start Stored records

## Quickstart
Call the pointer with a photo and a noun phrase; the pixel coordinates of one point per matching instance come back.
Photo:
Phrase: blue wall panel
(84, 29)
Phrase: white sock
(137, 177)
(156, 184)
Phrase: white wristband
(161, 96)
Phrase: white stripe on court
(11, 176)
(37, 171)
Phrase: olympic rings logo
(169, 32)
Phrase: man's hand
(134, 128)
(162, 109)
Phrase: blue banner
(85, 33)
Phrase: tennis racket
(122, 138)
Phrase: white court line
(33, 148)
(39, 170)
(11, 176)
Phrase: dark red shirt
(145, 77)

end Stored records

Task to complete>
Give back every one of the records above line for line, without changing anything.

Completed exercise>
## Quickstart
Call the pointer with a photo and a noun phrase; the pixel coordinates of one point per matching instance come back.
Photo:
Phrase: blue wall panel
(84, 29)
Phrase: white sock
(137, 177)
(156, 184)
Phrase: white wristband
(161, 96)
Phrase: white stripe on court
(11, 176)
(37, 171)
Phrase: olympic rings logo
(169, 32)
Phrase: man's hand
(134, 128)
(162, 109)
Phrase: blue banner
(85, 33)
Phrase: tennis racket
(122, 138)
Phrase: white court line
(33, 148)
(39, 170)
(11, 176)
Phrase: dark red shirt
(145, 77)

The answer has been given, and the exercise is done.